> **Work request**
Can you transcribe every entry word for word, skipping the images?

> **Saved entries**
--------------------------------

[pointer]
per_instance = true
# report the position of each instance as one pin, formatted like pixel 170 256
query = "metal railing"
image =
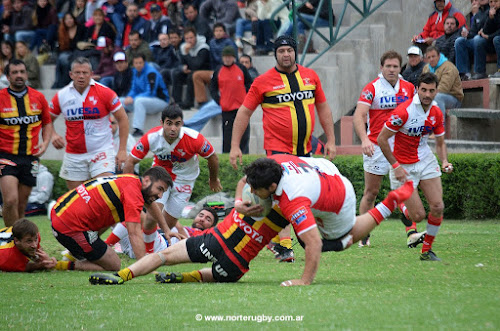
pixel 334 35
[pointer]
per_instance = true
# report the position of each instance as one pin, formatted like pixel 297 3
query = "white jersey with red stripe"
pixel 413 125
pixel 308 185
pixel 180 158
pixel 382 98
pixel 88 126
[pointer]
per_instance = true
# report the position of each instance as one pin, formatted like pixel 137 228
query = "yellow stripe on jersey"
pixel 230 231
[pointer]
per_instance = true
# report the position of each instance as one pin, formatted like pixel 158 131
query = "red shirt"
pixel 288 102
pixel 21 120
pixel 99 203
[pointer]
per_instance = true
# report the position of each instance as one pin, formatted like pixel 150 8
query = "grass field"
pixel 384 286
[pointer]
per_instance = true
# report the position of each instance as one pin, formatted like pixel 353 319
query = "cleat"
pixel 415 239
pixel 429 256
pixel 364 242
pixel 105 279
pixel 168 277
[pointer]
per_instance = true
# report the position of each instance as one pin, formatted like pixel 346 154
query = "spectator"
pixel 122 79
pixel 467 46
pixel 21 26
pixel 450 93
pixel 434 28
pixel 414 66
pixel 148 94
pixel 138 46
pixel 229 86
pixel 131 22
pixel 446 43
pixel 33 69
pixel 106 68
pixel 70 33
pixel 491 34
pixel 45 19
pixel 307 12
pixel 194 20
pixel 224 11
pixel 195 55
pixel 166 58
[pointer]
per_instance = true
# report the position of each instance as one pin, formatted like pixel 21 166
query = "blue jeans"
pixel 242 25
pixel 302 27
pixel 203 115
pixel 446 101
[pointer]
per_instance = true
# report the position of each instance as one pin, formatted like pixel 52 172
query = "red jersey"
pixel 88 127
pixel 308 184
pixel 180 158
pixel 243 236
pixel 21 119
pixel 99 203
pixel 11 258
pixel 413 126
pixel 288 102
pixel 383 98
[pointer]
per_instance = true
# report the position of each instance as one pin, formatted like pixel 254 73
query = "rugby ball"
pixel 247 195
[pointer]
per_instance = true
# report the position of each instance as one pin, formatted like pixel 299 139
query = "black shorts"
pixel 26 168
pixel 206 248
pixel 83 245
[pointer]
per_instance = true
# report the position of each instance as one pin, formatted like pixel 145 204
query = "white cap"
pixel 119 56
pixel 415 51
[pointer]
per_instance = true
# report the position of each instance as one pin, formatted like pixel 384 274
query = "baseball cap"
pixel 119 56
pixel 102 42
pixel 154 7
pixel 415 51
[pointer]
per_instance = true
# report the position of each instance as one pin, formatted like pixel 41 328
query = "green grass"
pixel 380 287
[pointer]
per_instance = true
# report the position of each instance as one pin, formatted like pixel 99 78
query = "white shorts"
pixel 82 167
pixel 160 244
pixel 175 199
pixel 422 170
pixel 334 226
pixel 376 164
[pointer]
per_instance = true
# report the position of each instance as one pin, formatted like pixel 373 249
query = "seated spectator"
pixel 23 53
pixel 414 66
pixel 148 94
pixel 221 11
pixel 307 12
pixel 159 23
pixel 194 20
pixel 201 78
pixel 166 58
pixel 446 43
pixel 122 79
pixel 130 22
pixel 45 25
pixel 244 24
pixel 450 93
pixel 21 25
pixel 434 28
pixel 491 34
pixel 70 33
pixel 467 46
pixel 106 69
pixel 195 55
pixel 138 46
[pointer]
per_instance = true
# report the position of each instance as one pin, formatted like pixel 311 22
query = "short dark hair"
pixel 13 62
pixel 263 172
pixel 159 173
pixel 172 111
pixel 428 78
pixel 219 25
pixel 24 227
pixel 390 55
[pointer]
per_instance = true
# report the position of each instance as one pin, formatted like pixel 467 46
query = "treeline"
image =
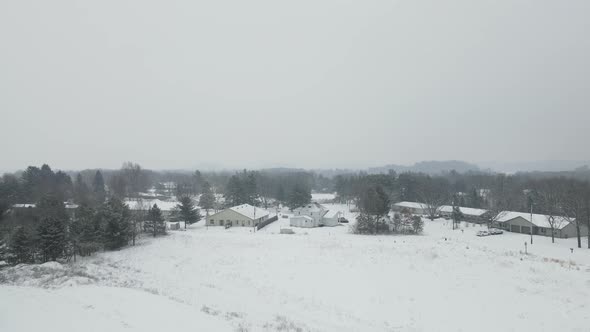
pixel 63 234
pixel 564 199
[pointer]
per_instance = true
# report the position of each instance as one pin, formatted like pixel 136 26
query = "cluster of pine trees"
pixel 62 234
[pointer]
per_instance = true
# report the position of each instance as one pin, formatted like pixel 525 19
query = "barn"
pixel 244 215
pixel 539 224
pixel 413 207
pixel 303 221
pixel 469 214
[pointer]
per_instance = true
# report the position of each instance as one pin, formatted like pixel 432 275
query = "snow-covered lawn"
pixel 322 279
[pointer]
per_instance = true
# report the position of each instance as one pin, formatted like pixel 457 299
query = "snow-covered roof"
pixel 250 211
pixel 24 205
pixel 539 220
pixel 311 207
pixel 302 217
pixel 148 203
pixel 464 210
pixel 331 214
pixel 27 205
pixel 411 205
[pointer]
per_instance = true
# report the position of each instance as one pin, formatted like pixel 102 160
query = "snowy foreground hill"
pixel 321 279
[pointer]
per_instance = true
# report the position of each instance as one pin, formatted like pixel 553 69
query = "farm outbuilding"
pixel 469 214
pixel 242 215
pixel 331 218
pixel 522 222
pixel 413 207
pixel 315 211
pixel 303 221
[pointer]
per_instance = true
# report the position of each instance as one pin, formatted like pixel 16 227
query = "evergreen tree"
pixel 20 246
pixel 280 196
pixel 197 183
pixel 51 207
pixel 300 195
pixel 84 233
pixel 374 201
pixel 234 193
pixel 98 188
pixel 207 199
pixel 155 222
pixel 52 238
pixel 114 218
pixel 250 188
pixel 81 191
pixel 187 212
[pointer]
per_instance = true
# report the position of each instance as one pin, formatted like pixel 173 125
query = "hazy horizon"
pixel 328 84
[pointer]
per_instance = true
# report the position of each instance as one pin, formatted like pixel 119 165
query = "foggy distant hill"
pixel 429 167
pixel 534 166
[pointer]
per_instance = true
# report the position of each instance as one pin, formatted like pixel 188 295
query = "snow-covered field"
pixel 322 279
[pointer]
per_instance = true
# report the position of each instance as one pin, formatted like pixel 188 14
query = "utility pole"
pixel 532 225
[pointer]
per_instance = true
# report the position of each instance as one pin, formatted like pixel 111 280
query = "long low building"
pixel 469 214
pixel 318 213
pixel 244 215
pixel 413 207
pixel 521 222
pixel 166 207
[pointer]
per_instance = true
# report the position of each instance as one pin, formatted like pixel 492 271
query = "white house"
pixel 320 215
pixel 242 215
pixel 303 221
pixel 521 222
pixel 314 210
pixel 166 207
pixel 331 218
pixel 470 214
pixel 413 207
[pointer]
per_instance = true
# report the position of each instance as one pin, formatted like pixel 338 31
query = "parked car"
pixel 495 231
pixel 483 233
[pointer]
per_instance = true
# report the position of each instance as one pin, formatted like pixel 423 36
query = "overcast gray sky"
pixel 178 84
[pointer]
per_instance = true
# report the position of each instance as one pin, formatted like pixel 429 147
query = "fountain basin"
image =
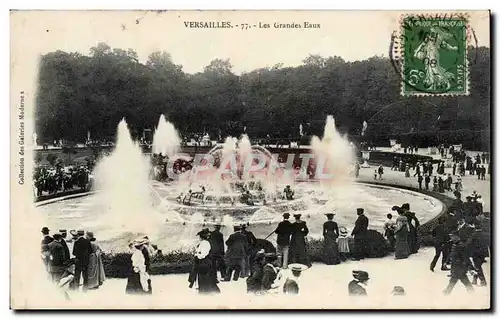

--------------------------------

> **Output for this exercise**
[pointer]
per_instance = true
# report the position of each instance as one pin, formatted like pixel 170 256
query = "metal railing"
image =
pixel 334 35
[pointer]
per_instance = true
# report the position of each instance as one pin, formatted like pixel 297 3
query = "white jersey with red stripe"
pixel 413 125
pixel 308 185
pixel 180 158
pixel 382 98
pixel 88 126
[pointer]
per_instance = true
# report the position of each instance as one pin, formatted like pixel 137 228
query = "yellow stripe on jersey"
pixel 230 231
[pointer]
per_instance = true
# report the position of each instance as one pin, formatted like pixel 158 131
query = "red shirt"
pixel 288 102
pixel 21 120
pixel 99 203
[pointer]
per_instance = true
# report the position of each instance as one pin, formatted like pixel 150 8
query = "grass field"
pixel 384 286
[pointer]
per_instance = true
# report the position of each instance as one pin, formatted like pixel 353 319
query = "cleat"
pixel 415 239
pixel 429 256
pixel 364 242
pixel 105 279
pixel 168 277
[pointer]
per_instance = true
# report the position of each instance as one pin, formatted like pixel 346 154
query = "spectator"
pixel 122 79
pixel 467 46
pixel 21 26
pixel 450 93
pixel 434 28
pixel 414 66
pixel 148 94
pixel 138 46
pixel 229 86
pixel 131 22
pixel 446 43
pixel 33 69
pixel 106 68
pixel 70 33
pixel 491 34
pixel 45 19
pixel 307 12
pixel 194 20
pixel 224 11
pixel 195 55
pixel 166 58
[pointer]
per_instance = true
# report the position of each instance as one pin, formatted like pixel 21 166
query = "blue jeans"
pixel 242 25
pixel 302 27
pixel 203 115
pixel 446 101
[pointer]
per_instance = true
# report the position of each instance as one pin, formatted like pixel 52 172
query = "red jersey"
pixel 88 127
pixel 308 184
pixel 180 158
pixel 243 236
pixel 21 119
pixel 99 203
pixel 11 258
pixel 413 126
pixel 288 102
pixel 383 98
[pointer]
per_instance = true
# report the position of each instance as one pin, formatted like pixel 254 73
query = "rugby ball"
pixel 247 195
[pointer]
per_instance = true
# report the position of each instance as one pin, formatted like pixel 299 139
query = "black shorts"
pixel 26 168
pixel 206 248
pixel 83 245
[pointer]
per_instance = true
# report the position of each instance as one pin, formatted like pixel 145 204
query = "white cap"
pixel 119 56
pixel 415 51
[pointer]
per_instance = true
# report the position of each instance as one pin, formatted like pixel 384 274
query = "baseball cap"
pixel 119 56
pixel 102 42
pixel 154 7
pixel 415 51
[pointer]
per_instance = true
# report the position of each instance as one pin, formatted like pixel 41 328
query = "green grass"
pixel 380 287
[pointer]
per_instance = true
# report the position of each instance as one pin, formatted like pixel 99 78
query = "white shorts"
pixel 82 167
pixel 160 244
pixel 175 199
pixel 422 170
pixel 334 226
pixel 376 164
[pointer]
per_instance = true
# report the position of each instance as one pin, formatted like pixel 373 249
query = "seated spectator"
pixel 23 53
pixel 414 66
pixel 148 94
pixel 221 11
pixel 307 12
pixel 159 23
pixel 194 20
pixel 201 78
pixel 166 58
pixel 446 43
pixel 122 79
pixel 130 22
pixel 45 25
pixel 244 24
pixel 450 93
pixel 21 25
pixel 434 28
pixel 491 34
pixel 70 33
pixel 467 46
pixel 106 69
pixel 195 55
pixel 138 46
[pointer]
per_instance = true
# report the position of each instance as one pin, formatted like pixel 311 22
query = "short dark hair"
pixel 13 62
pixel 263 172
pixel 159 173
pixel 172 111
pixel 428 78
pixel 219 25
pixel 24 227
pixel 390 55
[pointer]
per_instance = true
# report the position of each instance as one pin, formatted like pixel 467 46
query = "treeline"
image =
pixel 63 234
pixel 564 199
[pointer]
per_instance = true
# report the position of each instance as one pin, formatted like pixel 136 26
query = "cluster of pine trees"
pixel 62 234
[pointer]
per_instance = true
# report the position of each instance as one pin, formatted like pixel 525 19
query = "barn"
pixel 244 215
pixel 539 224
pixel 413 207
pixel 303 221
pixel 469 214
[pointer]
per_instance = true
# report the position of each instance as one pin, formatted like pixel 432 275
query = "snow-covered lawn"
pixel 322 279
[pointer]
per_instance = true
# report the position of each instance as one pin, formatted like pixel 457 299
query = "snow-covered roof"
pixel 250 211
pixel 24 205
pixel 539 220
pixel 311 207
pixel 302 217
pixel 148 203
pixel 464 210
pixel 331 214
pixel 27 205
pixel 411 205
[pointer]
per_instance = true
# report the position of each instance as one pin, formatted like pixel 102 160
query = "snowy foreground hill"
pixel 321 279
[pointer]
per_instance = true
# report the position of each instance as one pin, formatted like pixel 553 69
query = "farm outbuilding"
pixel 469 214
pixel 242 215
pixel 331 218
pixel 522 222
pixel 413 207
pixel 315 211
pixel 303 221
[pointer]
per_instance = true
# report the position of each instance as one pin, formatted like pixel 16 227
query = "evergreen tree"
pixel 20 246
pixel 280 196
pixel 197 183
pixel 51 207
pixel 300 195
pixel 84 233
pixel 374 201
pixel 234 193
pixel 98 188
pixel 207 199
pixel 155 222
pixel 52 238
pixel 114 218
pixel 250 188
pixel 81 191
pixel 187 212
[pointer]
per_instance = true
# report the position of each instance as one pin, formatted like pixel 173 125
query = "hazy horizon"
pixel 328 84
[pointer]
per_instance = true
# report the position of each instance as one pin, formatted like pixel 119 165
query = "foggy distant hill"
pixel 429 167
pixel 534 166
[pointer]
per_instance = true
# report the position of each instance as one pin, formatted like pixel 188 295
query = "snow-covered field"
pixel 322 279
[pointer]
per_instance = true
# report the position of each instance as one pin, formatted like pixel 188 14
query = "utility pole"
pixel 532 225
[pointer]
per_instance = true
# report the position of each instance as one pin, formatted like pixel 111 280
query = "long low building"
pixel 469 214
pixel 318 213
pixel 244 215
pixel 413 207
pixel 521 222
pixel 166 207
[pointer]
per_instance = true
# report the position of each instance as one pin, formatted like pixel 492 271
query = "white house"
pixel 320 215
pixel 242 215
pixel 303 221
pixel 521 222
pixel 314 210
pixel 166 207
pixel 331 218
pixel 470 214
pixel 413 207
[pointer]
per_instance = true
# report the position of each instance as one pin, formatted like pixel 338 31
query = "parked car"
pixel 495 231
pixel 483 233
[pointer]
per_instance = true
# report the position of each instance as one pin, formatted like pixel 423 36
query = "overcast gray sky"
pixel 178 84
[pointer]
per_instance = true
# report the position of each instance as one pin, formatted like pixel 429 147
query = "fountain basin"
image =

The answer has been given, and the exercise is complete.